Position annotation records:
--------
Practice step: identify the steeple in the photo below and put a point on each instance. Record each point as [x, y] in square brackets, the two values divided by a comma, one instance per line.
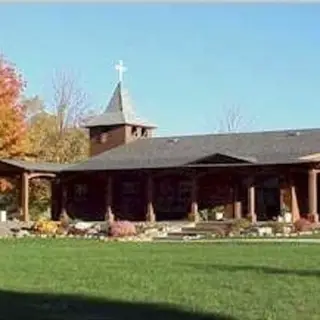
[118, 124]
[119, 111]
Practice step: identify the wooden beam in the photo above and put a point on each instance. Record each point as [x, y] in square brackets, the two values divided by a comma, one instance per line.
[194, 198]
[237, 209]
[151, 217]
[41, 175]
[25, 196]
[313, 194]
[252, 200]
[109, 216]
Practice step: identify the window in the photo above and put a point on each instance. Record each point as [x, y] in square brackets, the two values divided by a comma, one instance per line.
[134, 131]
[144, 132]
[103, 137]
[80, 191]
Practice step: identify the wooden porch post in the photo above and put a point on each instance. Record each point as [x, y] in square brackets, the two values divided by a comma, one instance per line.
[150, 217]
[237, 203]
[251, 200]
[64, 196]
[282, 193]
[194, 198]
[109, 216]
[25, 196]
[313, 194]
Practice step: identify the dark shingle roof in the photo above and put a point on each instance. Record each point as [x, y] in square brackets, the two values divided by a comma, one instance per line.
[119, 111]
[269, 147]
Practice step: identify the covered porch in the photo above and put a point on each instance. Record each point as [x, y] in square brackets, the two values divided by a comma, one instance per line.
[255, 192]
[21, 173]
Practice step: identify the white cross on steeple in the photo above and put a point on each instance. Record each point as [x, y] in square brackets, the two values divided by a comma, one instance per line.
[121, 69]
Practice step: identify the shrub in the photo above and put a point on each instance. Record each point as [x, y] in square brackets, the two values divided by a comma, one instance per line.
[122, 229]
[240, 225]
[303, 225]
[43, 226]
[219, 232]
[276, 226]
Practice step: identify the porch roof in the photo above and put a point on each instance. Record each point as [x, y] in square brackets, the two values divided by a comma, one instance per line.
[252, 148]
[12, 165]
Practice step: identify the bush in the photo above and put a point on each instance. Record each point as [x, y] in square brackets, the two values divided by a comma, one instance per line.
[43, 226]
[276, 226]
[122, 229]
[240, 225]
[302, 225]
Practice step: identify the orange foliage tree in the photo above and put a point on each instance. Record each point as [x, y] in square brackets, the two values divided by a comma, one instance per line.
[13, 133]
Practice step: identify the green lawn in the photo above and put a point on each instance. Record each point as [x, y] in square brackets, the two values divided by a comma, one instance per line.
[81, 279]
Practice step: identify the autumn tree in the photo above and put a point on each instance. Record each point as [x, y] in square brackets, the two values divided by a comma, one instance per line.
[13, 141]
[55, 129]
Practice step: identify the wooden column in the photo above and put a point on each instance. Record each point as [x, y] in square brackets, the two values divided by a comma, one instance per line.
[313, 194]
[25, 196]
[282, 191]
[150, 217]
[237, 203]
[64, 198]
[109, 216]
[252, 200]
[194, 199]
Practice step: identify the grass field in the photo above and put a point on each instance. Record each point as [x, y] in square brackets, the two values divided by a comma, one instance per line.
[81, 279]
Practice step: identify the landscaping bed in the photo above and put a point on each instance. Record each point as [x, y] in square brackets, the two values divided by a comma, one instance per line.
[70, 279]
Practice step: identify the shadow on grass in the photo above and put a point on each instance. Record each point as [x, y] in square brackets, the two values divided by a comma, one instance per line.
[36, 306]
[258, 269]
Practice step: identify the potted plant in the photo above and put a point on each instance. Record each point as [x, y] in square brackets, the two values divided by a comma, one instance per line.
[286, 214]
[218, 212]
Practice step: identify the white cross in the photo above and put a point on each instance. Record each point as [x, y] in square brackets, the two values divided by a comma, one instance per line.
[121, 69]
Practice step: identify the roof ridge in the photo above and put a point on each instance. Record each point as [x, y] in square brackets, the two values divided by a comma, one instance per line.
[237, 133]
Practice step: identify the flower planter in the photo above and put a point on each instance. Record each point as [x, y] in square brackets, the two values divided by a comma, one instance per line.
[288, 217]
[280, 219]
[219, 215]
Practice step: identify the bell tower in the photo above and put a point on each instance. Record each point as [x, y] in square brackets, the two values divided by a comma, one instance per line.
[118, 124]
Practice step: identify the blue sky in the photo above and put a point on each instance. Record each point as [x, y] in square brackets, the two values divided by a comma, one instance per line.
[186, 63]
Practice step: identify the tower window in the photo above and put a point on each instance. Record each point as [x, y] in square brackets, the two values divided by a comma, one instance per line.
[134, 131]
[103, 137]
[144, 132]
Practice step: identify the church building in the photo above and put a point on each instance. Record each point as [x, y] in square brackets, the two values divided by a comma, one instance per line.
[131, 175]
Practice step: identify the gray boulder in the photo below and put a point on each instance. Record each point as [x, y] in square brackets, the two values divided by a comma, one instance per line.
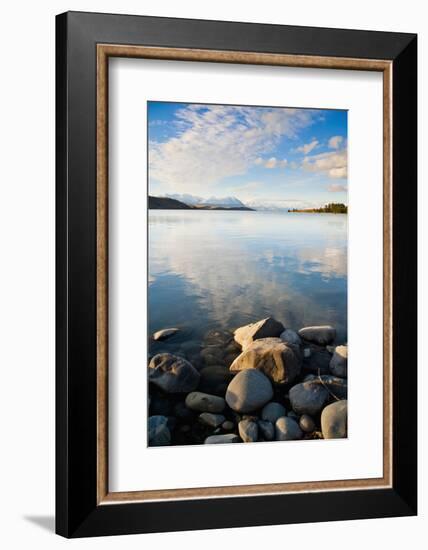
[265, 328]
[159, 433]
[272, 411]
[223, 438]
[290, 337]
[249, 390]
[287, 429]
[318, 361]
[228, 425]
[212, 420]
[334, 420]
[248, 430]
[165, 333]
[321, 335]
[306, 423]
[277, 360]
[173, 374]
[308, 397]
[204, 402]
[214, 379]
[339, 362]
[267, 430]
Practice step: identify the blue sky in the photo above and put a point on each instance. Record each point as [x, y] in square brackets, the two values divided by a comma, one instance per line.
[288, 156]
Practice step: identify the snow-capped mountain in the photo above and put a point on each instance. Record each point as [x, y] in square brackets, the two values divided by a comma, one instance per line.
[277, 204]
[223, 201]
[226, 202]
[185, 197]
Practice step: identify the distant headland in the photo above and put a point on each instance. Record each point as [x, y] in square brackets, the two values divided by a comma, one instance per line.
[331, 208]
[166, 203]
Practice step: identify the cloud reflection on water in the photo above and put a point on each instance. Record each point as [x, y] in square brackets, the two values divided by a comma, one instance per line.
[225, 269]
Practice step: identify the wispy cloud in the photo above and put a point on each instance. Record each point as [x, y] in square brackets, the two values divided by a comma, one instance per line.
[335, 142]
[273, 162]
[336, 188]
[308, 147]
[214, 142]
[334, 164]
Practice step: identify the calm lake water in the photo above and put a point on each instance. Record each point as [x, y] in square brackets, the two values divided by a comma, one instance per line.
[224, 269]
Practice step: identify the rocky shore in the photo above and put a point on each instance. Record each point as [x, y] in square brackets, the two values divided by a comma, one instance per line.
[262, 382]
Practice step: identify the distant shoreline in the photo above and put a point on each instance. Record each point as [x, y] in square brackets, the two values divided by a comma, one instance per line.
[165, 203]
[331, 208]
--------
### DIRECTIONS
All of the lines above should be retyped precisely, apart from the pictures.

### RESULT OF THIS TASK
Practice step: identify the steeple in the photo below and put a point on each instance. Record each point as [x, y] in square brackets, the two values divided by a comma, one instance per line.
[118, 124]
[119, 111]
Practice step: identify the wooden beam in the photo above and put a point on each instance. Record each point as [x, y] in square brackets, the two values divided by a comma, one instance per line.
[194, 198]
[237, 209]
[151, 217]
[41, 175]
[25, 196]
[313, 194]
[252, 200]
[109, 216]
Practice step: identify the window in the photo above and put a point on each instance. Record each point as [x, y] in square brackets, the two values divided by a comma, one instance per line.
[134, 131]
[144, 132]
[103, 137]
[80, 191]
Practice step: identify the wooden porch post in the photo above and put a point on each instance. Record each point as [x, y] in square brackets, the two values divided by a comma, one instance per line.
[150, 217]
[237, 203]
[251, 200]
[64, 196]
[282, 193]
[194, 198]
[109, 216]
[25, 196]
[313, 194]
Practice step: identify the dark shingle roof in the photo above and put a point on each instance. Record each point as [x, y] in square brackets, the two values divided by a comma, one instance per line.
[119, 111]
[269, 147]
Practice step: identify the covered porch in the photo above and put a point on each instance. Record each point as [x, y] in square brackets, the two values divided by a comma, one instance per line.
[255, 192]
[21, 173]
Practice step: identify the white cross on steeple in the photo above and put a point on each instance. Record each point as [x, y] in square brackets, the two values divided by a comma, one instance per line.
[121, 69]
Practice step: identify the shrub in the photo above and put a point on each instance. Record each point as [x, y] in square brackets, the two values divided by a comma, one instance per line.
[122, 229]
[240, 225]
[303, 225]
[43, 226]
[219, 232]
[276, 226]
Practice step: identify the porch roof in the photo above and put a point on each instance. Record each point as [x, y] in square brackets, the two values divided by a comma, one instance per line.
[252, 148]
[12, 165]
Practice step: identify the bush in the photo above and put a point on each instance. Record each point as [x, y] in square brackets, the two values divided by a comma, one instance per line.
[43, 226]
[276, 226]
[122, 229]
[240, 225]
[302, 225]
Practice step: identify the orange foliage tree in the photo above and put a point on each instance. Record each point as [x, y] in square brackets, the two values divided by a comma, one instance per line.
[13, 133]
Practice step: identify the green lawn in the photo above and put a point on each instance. Record each point as [x, y] in square brackets, the two values divided by a comma, one instance per line.
[81, 279]
Practice step: identify the autumn tree in the photo above and put a point on each instance. Record each point as [x, y] in square brackets, the two values divided by a comma, one instance per line.
[13, 141]
[55, 129]
Practice step: identify the wooden column in the photo above and put a point on each instance. Record each point as [x, y] in square brackets, the two values divided by a comma, one instance per line.
[313, 194]
[25, 196]
[282, 191]
[150, 217]
[237, 203]
[64, 198]
[109, 216]
[252, 200]
[194, 199]
Practice step: identify the grass field in the photo above and put a point on each instance. Record each point as [x, y] in square brackets, the two values divided by a comma, one instance per line.
[81, 279]
Practice step: identify the landscaping bed in the photo above and put a point on each instance. Record each point as [x, y] in square brackets, the two values divided by a comma, one instance per line.
[70, 279]
Practice step: identify the shadow on grass in the photo above and put a point on each instance. Record each point as [x, y] in square brackets, the two values divided by a comma, one instance per line.
[36, 306]
[258, 269]
Practice step: identify the potted plant in the photo above and put a point on each instance. Record each point as [x, y] in square brackets, the two values divided by a comma, one instance per line.
[286, 214]
[218, 212]
Practice step: identify the white cross in the photo above and put a point on each instance. Record each point as [x, y] in square brackets, the two values divided by a comma, one instance per line.
[121, 69]
Practice step: identify the roof ridge in the photo above and put a point on each instance. Record each point as [x, y] in square brackets, the two values divided by a comma, one instance per line.
[237, 133]
Practice step: identify the flower planter in the photo above and put a point on each instance. Record each point as [x, y] in square brackets, the two values divided by a comma, one instance per line.
[288, 217]
[280, 219]
[219, 215]
Practice step: identify the bell tower in the photo above and put a point on each instance. Record each point as [x, y] in square brackets, the two values divided by a comma, one instance per line.
[118, 124]
Practice step: identify the blue sky in the photo above and put a point on each instance. Record each point as [x, y] in square brackets, the two values divided by a comma, one instance per line.
[186, 63]
Practice step: identify the tower window in the photo above and put a point on each instance. Record each point as [x, y] in square brackets, the two values divided by a comma, one instance per line.
[134, 131]
[103, 137]
[144, 132]
Practice step: identify the church building in the photo above and put a point on each instance. Record each point as [x, y] in square brackets, the two values divided by a comma, one instance per line.
[131, 175]
Practice step: identify the gray boulder in the photo below and put a point on each instance. Record each point as [x, y] in square brackets, the two values divided by a comma, one instance per line.
[265, 328]
[159, 433]
[272, 411]
[223, 438]
[290, 337]
[249, 390]
[287, 429]
[318, 361]
[228, 425]
[212, 420]
[334, 420]
[248, 430]
[165, 333]
[321, 335]
[306, 423]
[277, 360]
[173, 374]
[308, 397]
[204, 402]
[214, 379]
[339, 362]
[267, 430]
Practice step: identify the blue sky in the photo above and put a point on each instance. Record each point as [x, y] in square brackets, the two values divided by a comma, one instance per line.
[288, 156]
Practice step: identify the snow-capped mountain in the photo above and put a point on each instance. Record each point as [x, y] in square brackets, the two values divided by a comma, one instance per line.
[277, 204]
[223, 201]
[226, 202]
[185, 197]
Practice step: identify the distant headland in the photo above and put a point on each instance. Record each point as [x, y] in square brackets, the two values divided by a comma, one instance per line.
[331, 208]
[166, 203]
Practice step: identify the cloud reflection on water in the photo above and put a point on each instance. Record each point as [x, y] in square brackets, the two values divided by a comma, one instance per line.
[225, 269]
Practice step: identify the wispy cloud in the photo above and put a point on each instance. Record each point as [x, y] in square brackets, the two values divided by a comma, one instance per line.
[335, 142]
[273, 162]
[336, 188]
[308, 147]
[214, 142]
[334, 164]
Practice step: identify the calm lake water in the photo above and put a point on each instance. Record each point as [x, y] in square brackets, the two values divided by a comma, one instance per line.
[224, 269]
Practice step: identify the rocky shore in the photo above and put a point on each instance. Record each point as [x, y] in square brackets, the two values divided by a comma, one instance per line.
[262, 382]
Practice step: identify the distant shoreline in the photo above and put a point on each instance. Record each point as [x, y] in square brackets, the two values divided by a comma, one instance per line.
[165, 203]
[331, 208]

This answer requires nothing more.